* _DIRECTION_
Copy out the entries starting at the line that contains "Practice step: find the gray" and ending with the last entry. Swap "indicate" for "mark" and leave everything else unchanged.
---- RECORDS FOR THIS EXERCISE
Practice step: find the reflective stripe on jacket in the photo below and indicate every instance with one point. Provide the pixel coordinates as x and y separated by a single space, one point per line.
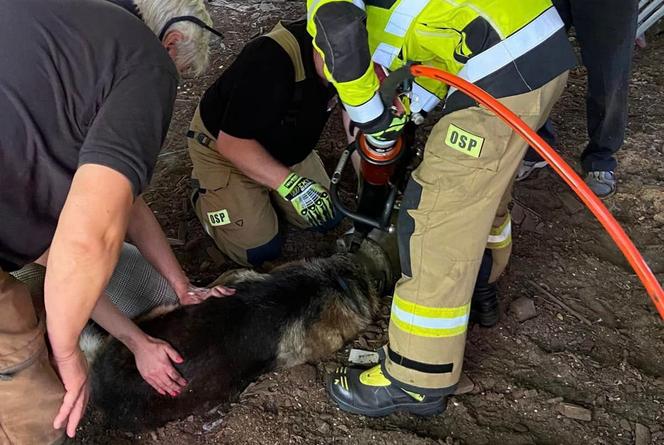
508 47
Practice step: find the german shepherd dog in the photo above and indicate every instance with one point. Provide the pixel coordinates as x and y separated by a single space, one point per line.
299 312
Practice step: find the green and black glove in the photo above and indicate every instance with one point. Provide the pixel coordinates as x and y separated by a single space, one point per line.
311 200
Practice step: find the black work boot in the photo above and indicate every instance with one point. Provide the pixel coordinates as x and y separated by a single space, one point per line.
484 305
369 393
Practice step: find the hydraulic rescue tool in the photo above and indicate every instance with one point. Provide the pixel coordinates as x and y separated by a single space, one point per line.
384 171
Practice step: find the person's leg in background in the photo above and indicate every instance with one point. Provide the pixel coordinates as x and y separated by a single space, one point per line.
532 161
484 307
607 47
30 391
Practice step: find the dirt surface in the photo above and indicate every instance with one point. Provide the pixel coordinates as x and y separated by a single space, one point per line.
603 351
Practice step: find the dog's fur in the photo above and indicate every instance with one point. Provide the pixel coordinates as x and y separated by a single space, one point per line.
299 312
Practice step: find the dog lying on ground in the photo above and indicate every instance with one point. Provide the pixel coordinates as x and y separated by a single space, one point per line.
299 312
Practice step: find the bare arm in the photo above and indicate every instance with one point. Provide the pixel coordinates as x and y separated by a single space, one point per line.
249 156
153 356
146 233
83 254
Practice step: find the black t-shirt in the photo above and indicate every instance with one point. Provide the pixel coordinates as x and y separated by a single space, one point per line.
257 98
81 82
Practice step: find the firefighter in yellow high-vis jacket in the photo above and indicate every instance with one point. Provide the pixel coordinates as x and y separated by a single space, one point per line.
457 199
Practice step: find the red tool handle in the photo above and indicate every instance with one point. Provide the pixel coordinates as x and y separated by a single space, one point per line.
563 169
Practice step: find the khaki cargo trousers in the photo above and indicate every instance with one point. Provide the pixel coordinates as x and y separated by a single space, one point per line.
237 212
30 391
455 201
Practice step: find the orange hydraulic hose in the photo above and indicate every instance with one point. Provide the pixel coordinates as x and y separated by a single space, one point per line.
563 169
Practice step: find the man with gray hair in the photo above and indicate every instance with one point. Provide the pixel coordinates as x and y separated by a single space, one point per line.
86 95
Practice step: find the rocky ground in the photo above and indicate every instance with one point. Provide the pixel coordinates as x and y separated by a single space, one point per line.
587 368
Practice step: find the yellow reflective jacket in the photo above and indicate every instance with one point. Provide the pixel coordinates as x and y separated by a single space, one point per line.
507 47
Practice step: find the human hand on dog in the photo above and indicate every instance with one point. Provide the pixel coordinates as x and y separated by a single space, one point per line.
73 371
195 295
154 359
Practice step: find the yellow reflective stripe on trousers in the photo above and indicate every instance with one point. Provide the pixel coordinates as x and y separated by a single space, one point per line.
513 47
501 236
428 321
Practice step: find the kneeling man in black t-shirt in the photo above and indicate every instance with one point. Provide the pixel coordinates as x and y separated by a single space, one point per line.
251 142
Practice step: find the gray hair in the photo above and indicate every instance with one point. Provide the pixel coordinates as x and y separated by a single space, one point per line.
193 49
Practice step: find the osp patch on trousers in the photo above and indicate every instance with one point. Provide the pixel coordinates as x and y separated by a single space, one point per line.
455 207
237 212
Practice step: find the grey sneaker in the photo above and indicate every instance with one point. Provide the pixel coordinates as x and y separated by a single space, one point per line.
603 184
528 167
--------
* _PROBLEM SOLUTION_
Practice step: find the gray hair in the photo above and mark every instance with one point. Provide the pixel coordinates as x and y separated by a single space, one point per line.
193 49
Practice step: find the osp patch on trousers in the photo above and mark every instance with one point. Provide the pixel coordinates as x and y separated by a single space, one point per line.
455 207
237 212
Practice step: find the grey sneaker in the photo above and mark every instance with one point. Provide the pixel coordinates as x and y separated by a single space, one point per line.
603 184
528 167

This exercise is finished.